Saved entries
--------------------

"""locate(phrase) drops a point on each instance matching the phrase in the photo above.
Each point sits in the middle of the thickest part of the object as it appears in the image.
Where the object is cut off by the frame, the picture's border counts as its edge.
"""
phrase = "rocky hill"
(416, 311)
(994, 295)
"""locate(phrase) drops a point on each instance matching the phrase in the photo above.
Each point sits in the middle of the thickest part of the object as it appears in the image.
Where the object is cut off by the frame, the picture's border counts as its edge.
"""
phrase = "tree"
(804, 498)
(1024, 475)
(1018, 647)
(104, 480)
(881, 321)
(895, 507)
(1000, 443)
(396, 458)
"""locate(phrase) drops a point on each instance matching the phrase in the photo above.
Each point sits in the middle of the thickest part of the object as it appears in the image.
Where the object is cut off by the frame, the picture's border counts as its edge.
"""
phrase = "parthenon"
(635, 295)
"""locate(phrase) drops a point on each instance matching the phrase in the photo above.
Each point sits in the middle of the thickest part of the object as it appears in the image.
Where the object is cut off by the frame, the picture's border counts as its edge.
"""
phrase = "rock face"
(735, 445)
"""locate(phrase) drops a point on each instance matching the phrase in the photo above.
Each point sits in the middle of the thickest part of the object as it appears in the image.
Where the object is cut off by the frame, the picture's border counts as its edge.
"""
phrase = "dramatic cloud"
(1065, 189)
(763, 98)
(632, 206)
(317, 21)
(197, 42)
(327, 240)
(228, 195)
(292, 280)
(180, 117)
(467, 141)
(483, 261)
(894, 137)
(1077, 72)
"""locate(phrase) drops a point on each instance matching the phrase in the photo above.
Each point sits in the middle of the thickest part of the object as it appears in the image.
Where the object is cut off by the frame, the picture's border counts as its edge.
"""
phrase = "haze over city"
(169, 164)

--------------------

Problem statement:
Restate each line above word for word.

Expected answer:
"""locate(phrase) drops a point on each instance matching the phrase in the photo above.
Each point sits in the middle of the thickest part of the object as it appears in the image.
Where the object is cut off by the frame, the picture's border counts as its edge.
"""
phrase = "rocky hill"
(416, 311)
(994, 295)
"""locate(phrase) drops a point on each instance matching the phrase in the photo above.
Each point sits in the middle of the thickest part of the object as it appears in the image.
Where the object is cut off by the frame, the picture's border counts as its edge.
"""
phrase = "tree"
(804, 498)
(1024, 475)
(1018, 647)
(104, 480)
(881, 321)
(895, 507)
(1000, 443)
(396, 458)
"""locate(phrase) drops a point on each instance matching the phrase in the photo above.
Each point sits in the middle of the thickest part of the object as it appears in the image.
Where the object is cut off by the frame, the picture's border counts as its edge.
"""
phrase = "parthenon"
(635, 295)
"""locate(phrase) drops a point on each instance matching the phrase in the photo above.
Each point sits in the middle of the thickest part of the object as it appears in the image.
Where the object is cut off by the frame, the picture's border counts as its edge.
"""
phrase = "rock face"
(735, 445)
"""locate(phrase) drops a point on each instance matching the phrase in the photo above.
Each point sits in the middle of the thickest part of the object as it appears in the image.
Where the object is cut off by the frame, the picture's border counts as its edge.
"""
phrase = "dramatic cloud"
(1065, 189)
(763, 98)
(632, 206)
(317, 21)
(197, 42)
(327, 240)
(228, 195)
(292, 280)
(180, 117)
(467, 141)
(483, 261)
(894, 137)
(1077, 72)
"""locate(phrase) drops a point on each instance matching the phrase in the photo above.
Each point sits in the middle of the thickest part of the object as it appears in the image.
Where the object is cut off by the frame, the picture's border counts as its edge.
"""
phrase = "haze over city"
(169, 164)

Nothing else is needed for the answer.